Task to carry out ->
According to the Phonemize overview below, why would someone export a trained model to TorchScript? Answer in one to three sentences.

Source passage ->
— Start —

Phonemize is a modern, multilingual grapheme-to-phoneme (G2P) conversion library powered by state-of-the-art Transformer models. This library delivers production-grade accuracy, lightning-fast inference, and seamless integration into text-to-speech (TTS) pipelines, speech synthesis engines, and other voice-related applications. Whether you're building real-time TTS systems or offline speech processing pipelines, Phonemize provides the precision and performance you need.
- Installation – Get started in seconds
- Quickstart – Basic usage example
- Training Guide – Train custom models
- Advanced Inference – Detailed predictions & confidence scores
- Configuration – Tune model parameters
- Troubleshooting – Common issues & solutions
- API Reference – Complete API documentation
- Pre-trained Models – Download trained models
- Performance Tips – Speed optimization
- Easy-to-use API: Intuitive Python interface for both training and inference tasks. Get started with just a few lines of code.
- Multilingual Support: Train and deploy a single unified model across multiple languages without architectural changes.
- High Performance: Achieve microsecond-level inference latency with state-of-the-art Transformer-based predictions.
- Custom Training: Train your own specialized models with minimal setup using simple YAML configuration files.
- Optimized for TTS: Purpose-built for real-time streaming, offline batch processing, and production text-to-speech systems.
- TorchScript Export: Export trained models to TorchScript for hardware-accelerated inference and deployment.

— End —

Data provided ->
— Start —

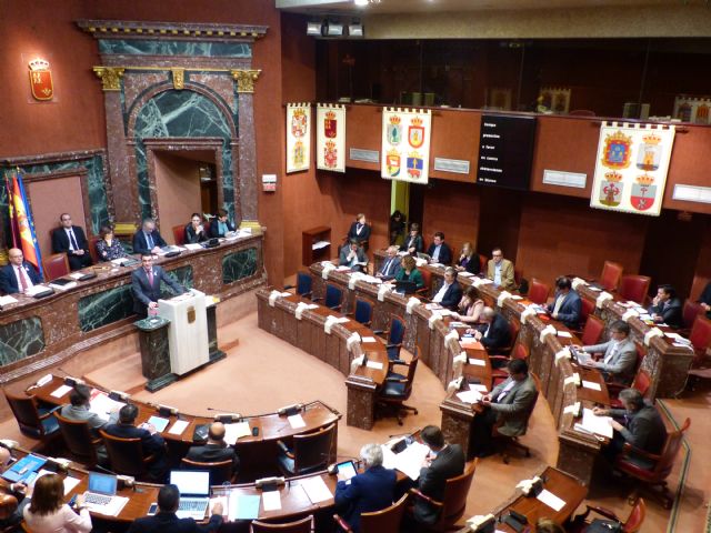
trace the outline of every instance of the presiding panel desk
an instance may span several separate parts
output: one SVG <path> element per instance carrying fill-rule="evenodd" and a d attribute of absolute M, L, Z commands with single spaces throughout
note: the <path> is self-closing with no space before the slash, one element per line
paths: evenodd
<path fill-rule="evenodd" d="M 432 309 L 417 299 L 390 291 L 382 292 L 380 284 L 362 279 L 353 280 L 349 272 L 328 266 L 324 272 L 323 264 L 314 263 L 310 268 L 314 296 L 323 296 L 326 284 L 332 283 L 344 292 L 342 309 L 346 312 L 353 309 L 357 296 L 371 300 L 374 303 L 372 326 L 387 329 L 391 315 L 401 316 L 407 324 L 404 346 L 411 352 L 419 346 L 420 361 L 434 372 L 443 386 L 448 388 L 453 379 L 463 373 L 477 378 L 487 390 L 491 390 L 491 365 L 485 352 L 480 349 L 463 349 L 459 334 L 450 331 L 447 313 L 442 316 L 441 310 Z M 429 271 L 432 280 L 430 294 L 434 294 L 442 282 L 444 269 L 431 265 L 420 269 Z M 463 286 L 474 284 L 479 298 L 489 305 L 498 306 L 508 320 L 521 324 L 518 341 L 529 349 L 529 368 L 539 378 L 540 393 L 548 401 L 558 429 L 558 466 L 583 482 L 589 482 L 604 440 L 577 430 L 575 424 L 581 421 L 583 409 L 609 403 L 602 376 L 597 371 L 575 366 L 570 359 L 570 351 L 565 349 L 568 344 L 578 342 L 574 334 L 562 323 L 549 320 L 548 316 L 539 316 L 532 310 L 527 311 L 530 302 L 523 296 L 502 293 L 491 283 L 482 283 L 481 280 L 461 274 L 459 281 Z M 454 358 L 462 352 L 465 352 L 465 363 L 460 370 Z M 479 360 L 479 364 L 471 364 L 472 359 Z M 600 391 L 582 386 L 583 380 L 597 383 Z M 449 442 L 457 442 L 468 451 L 470 426 L 477 405 L 460 401 L 458 392 L 461 391 L 448 393 L 440 405 L 442 431 Z"/>
<path fill-rule="evenodd" d="M 263 234 L 254 234 L 221 240 L 214 248 L 160 257 L 154 264 L 183 286 L 227 300 L 266 283 L 263 239 Z M 18 381 L 133 333 L 137 318 L 131 272 L 139 268 L 140 259 L 131 266 L 100 263 L 80 271 L 96 273 L 94 278 L 76 281 L 47 298 L 12 294 L 17 302 L 2 305 L 0 311 L 0 383 Z M 209 328 L 214 326 L 209 320 Z"/>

— End —

Answer for this exercise ->
Exporting a trained model to TorchScript enables hardware-accelerated inference. It also prepares the model for deployment.